▶ **Task objective**
Reproduce the listing verbatim.
○ ○ ○ ○ ○ ○ ○
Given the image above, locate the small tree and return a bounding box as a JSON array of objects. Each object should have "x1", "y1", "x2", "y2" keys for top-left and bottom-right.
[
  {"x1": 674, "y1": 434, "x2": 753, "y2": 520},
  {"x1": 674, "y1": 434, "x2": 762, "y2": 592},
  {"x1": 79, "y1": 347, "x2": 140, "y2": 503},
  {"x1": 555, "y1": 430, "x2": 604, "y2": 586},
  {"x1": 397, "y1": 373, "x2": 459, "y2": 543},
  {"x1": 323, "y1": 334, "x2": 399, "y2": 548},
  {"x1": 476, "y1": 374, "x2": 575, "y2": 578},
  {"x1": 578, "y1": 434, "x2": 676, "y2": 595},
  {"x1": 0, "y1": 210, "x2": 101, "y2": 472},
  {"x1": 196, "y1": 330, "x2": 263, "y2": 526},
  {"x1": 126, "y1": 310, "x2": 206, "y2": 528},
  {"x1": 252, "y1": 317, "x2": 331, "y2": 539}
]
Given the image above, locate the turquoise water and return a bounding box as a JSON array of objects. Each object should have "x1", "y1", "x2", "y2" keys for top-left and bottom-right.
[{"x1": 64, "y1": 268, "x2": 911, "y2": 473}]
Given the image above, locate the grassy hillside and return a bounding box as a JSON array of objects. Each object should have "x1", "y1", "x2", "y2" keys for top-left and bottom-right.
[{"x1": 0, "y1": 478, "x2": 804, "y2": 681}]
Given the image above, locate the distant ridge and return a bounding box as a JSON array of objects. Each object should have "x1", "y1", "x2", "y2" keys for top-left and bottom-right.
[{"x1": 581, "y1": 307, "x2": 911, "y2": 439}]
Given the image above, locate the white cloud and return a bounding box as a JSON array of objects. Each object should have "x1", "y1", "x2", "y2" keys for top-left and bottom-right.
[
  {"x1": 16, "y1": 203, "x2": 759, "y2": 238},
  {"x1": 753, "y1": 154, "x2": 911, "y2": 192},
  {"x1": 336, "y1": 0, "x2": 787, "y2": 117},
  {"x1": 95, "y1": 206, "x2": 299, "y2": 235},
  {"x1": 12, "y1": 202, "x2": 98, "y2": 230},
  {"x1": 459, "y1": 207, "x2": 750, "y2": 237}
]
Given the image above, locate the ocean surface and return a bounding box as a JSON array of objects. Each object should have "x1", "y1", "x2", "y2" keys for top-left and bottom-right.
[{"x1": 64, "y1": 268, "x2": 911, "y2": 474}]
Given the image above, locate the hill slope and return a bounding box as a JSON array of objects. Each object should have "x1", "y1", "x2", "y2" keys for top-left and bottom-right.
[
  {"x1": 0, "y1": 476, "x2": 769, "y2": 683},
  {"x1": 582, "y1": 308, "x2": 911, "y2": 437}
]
○ ○ ○ ○ ○ ○ ○
▶ **Solution to the problem**
Given the image above, locate the small tree and return a bounding box as a JSON array of objects. Each object should have "x1", "y1", "x2", "y2" keys for top-left and bottom-right.
[
  {"x1": 674, "y1": 434, "x2": 753, "y2": 520},
  {"x1": 674, "y1": 434, "x2": 762, "y2": 592},
  {"x1": 79, "y1": 347, "x2": 140, "y2": 503},
  {"x1": 555, "y1": 430, "x2": 604, "y2": 586},
  {"x1": 397, "y1": 373, "x2": 459, "y2": 543},
  {"x1": 323, "y1": 334, "x2": 399, "y2": 548},
  {"x1": 476, "y1": 374, "x2": 575, "y2": 578},
  {"x1": 578, "y1": 434, "x2": 676, "y2": 595},
  {"x1": 0, "y1": 210, "x2": 101, "y2": 472},
  {"x1": 196, "y1": 330, "x2": 263, "y2": 526},
  {"x1": 126, "y1": 310, "x2": 206, "y2": 528},
  {"x1": 252, "y1": 317, "x2": 331, "y2": 539}
]
Given the image above, locate the turquoise water and return a bounding box as a JSON array of objects. Each object should have "x1", "y1", "x2", "y2" keys for top-left and bottom-right.
[{"x1": 64, "y1": 268, "x2": 911, "y2": 473}]
Given the image above, locate the grassy hillside and return a bounding box as a JSON array of objects. Each object should have "x1", "y1", "x2", "y2" keys for top-left and bottom-right.
[{"x1": 0, "y1": 478, "x2": 804, "y2": 681}]
Given the image above, locate the distant ridge and return a bounding box as a JSON array of objects. Each object should have "x1", "y1", "x2", "y2" keys for top-left and bottom-right.
[{"x1": 581, "y1": 307, "x2": 911, "y2": 439}]
Given the image above, locate the white cloud and return a bounding box as a JSON array of objects. Each object should have "x1", "y1", "x2", "y2" keys for top-left and bottom-right.
[
  {"x1": 16, "y1": 203, "x2": 759, "y2": 238},
  {"x1": 753, "y1": 154, "x2": 911, "y2": 192},
  {"x1": 336, "y1": 0, "x2": 787, "y2": 117},
  {"x1": 95, "y1": 206, "x2": 299, "y2": 235},
  {"x1": 12, "y1": 202, "x2": 98, "y2": 230},
  {"x1": 459, "y1": 207, "x2": 750, "y2": 237}
]
Given the image above, locate the ocean surface and return a bounding box as a JSON array of objects. Each object should have "x1", "y1", "x2", "y2" keys for top-left and bottom-right.
[{"x1": 64, "y1": 268, "x2": 911, "y2": 474}]
Given the image above, locate the hill slope and return a bounding box as a JSON array of objects. Each object should have "x1", "y1", "x2", "y2" keys for top-left and bottom-right.
[
  {"x1": 0, "y1": 476, "x2": 769, "y2": 683},
  {"x1": 582, "y1": 308, "x2": 911, "y2": 437}
]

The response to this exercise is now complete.